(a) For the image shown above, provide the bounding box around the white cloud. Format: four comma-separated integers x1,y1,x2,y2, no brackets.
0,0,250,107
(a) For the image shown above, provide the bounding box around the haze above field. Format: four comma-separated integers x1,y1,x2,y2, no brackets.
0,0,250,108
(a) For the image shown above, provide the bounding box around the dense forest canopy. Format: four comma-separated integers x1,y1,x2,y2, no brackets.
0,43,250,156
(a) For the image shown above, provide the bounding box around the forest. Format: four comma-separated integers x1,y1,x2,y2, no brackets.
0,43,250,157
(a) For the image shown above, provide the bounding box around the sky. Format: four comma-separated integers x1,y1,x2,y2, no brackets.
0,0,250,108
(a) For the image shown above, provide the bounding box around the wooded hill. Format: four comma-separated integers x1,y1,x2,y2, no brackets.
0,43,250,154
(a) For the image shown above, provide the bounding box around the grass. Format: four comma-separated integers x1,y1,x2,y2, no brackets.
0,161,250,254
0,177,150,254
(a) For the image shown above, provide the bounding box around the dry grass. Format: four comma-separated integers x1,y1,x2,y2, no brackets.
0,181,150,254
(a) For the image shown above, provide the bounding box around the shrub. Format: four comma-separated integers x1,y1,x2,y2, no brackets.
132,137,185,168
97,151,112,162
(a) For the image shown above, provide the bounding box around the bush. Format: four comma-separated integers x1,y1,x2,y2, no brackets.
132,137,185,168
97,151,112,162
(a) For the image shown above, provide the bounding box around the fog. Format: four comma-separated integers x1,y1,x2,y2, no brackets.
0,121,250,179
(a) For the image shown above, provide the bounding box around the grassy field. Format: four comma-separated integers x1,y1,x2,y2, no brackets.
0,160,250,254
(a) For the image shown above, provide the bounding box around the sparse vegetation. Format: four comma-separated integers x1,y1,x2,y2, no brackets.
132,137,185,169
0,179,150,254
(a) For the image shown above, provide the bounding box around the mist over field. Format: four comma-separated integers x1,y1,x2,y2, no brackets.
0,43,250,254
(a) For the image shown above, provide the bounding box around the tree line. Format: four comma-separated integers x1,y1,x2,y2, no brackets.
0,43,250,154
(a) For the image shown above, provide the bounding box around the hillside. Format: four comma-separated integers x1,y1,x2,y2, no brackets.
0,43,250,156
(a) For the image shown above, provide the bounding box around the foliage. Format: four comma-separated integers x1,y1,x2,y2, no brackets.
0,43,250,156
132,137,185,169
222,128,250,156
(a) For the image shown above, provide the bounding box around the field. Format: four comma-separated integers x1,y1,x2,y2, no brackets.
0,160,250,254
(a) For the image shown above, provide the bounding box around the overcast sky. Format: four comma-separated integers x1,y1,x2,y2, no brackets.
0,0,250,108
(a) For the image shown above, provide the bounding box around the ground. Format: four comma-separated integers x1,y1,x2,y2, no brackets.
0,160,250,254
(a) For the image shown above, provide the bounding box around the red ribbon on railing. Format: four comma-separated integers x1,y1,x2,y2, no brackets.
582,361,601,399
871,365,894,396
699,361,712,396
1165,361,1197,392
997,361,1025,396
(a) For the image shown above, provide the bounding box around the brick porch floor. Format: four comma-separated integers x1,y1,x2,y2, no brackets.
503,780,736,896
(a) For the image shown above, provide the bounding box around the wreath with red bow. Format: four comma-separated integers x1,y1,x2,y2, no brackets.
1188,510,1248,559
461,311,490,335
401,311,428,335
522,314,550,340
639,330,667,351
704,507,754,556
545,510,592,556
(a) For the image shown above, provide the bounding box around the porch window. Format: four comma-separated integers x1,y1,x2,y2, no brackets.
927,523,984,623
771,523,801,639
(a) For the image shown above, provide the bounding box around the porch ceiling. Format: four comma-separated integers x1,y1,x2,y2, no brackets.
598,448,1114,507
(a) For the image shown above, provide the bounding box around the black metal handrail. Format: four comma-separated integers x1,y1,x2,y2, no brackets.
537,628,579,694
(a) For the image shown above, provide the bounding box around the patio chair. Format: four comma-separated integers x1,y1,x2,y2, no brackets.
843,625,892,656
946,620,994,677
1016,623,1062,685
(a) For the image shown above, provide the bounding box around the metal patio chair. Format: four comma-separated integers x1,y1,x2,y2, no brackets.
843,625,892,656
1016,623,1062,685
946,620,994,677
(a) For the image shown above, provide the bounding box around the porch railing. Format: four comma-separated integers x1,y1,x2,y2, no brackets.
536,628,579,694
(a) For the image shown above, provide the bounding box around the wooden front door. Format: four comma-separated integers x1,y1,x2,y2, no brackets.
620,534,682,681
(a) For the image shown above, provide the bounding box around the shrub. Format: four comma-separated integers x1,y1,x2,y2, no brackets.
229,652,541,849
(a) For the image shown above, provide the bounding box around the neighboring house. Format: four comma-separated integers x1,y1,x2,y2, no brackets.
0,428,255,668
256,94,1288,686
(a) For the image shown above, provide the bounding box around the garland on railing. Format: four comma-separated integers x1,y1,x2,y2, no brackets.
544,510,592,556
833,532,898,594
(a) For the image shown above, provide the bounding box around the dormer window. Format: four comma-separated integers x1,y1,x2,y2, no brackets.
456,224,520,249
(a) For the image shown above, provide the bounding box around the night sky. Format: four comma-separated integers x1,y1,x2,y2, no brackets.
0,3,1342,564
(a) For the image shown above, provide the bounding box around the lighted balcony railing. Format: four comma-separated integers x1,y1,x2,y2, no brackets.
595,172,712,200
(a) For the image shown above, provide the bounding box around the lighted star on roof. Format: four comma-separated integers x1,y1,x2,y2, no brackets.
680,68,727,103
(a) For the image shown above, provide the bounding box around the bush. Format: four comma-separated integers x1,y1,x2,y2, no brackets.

**WRITTEN PROBLEM**:
Which lines of the data above contain the word "window"? Collect each such line in full, treating uppercase and lowercase as different.

**EXPECTED ANSWER**:
(a) For the image shown above, provide the bounding box around the porch window. Format: four comma-separated integers x1,y1,x2,y2, no brackets.
(a) For the image shown above, provide the bounding box around the dormer window. Format: four comma-separated integers x1,y1,x2,y2, no brackets.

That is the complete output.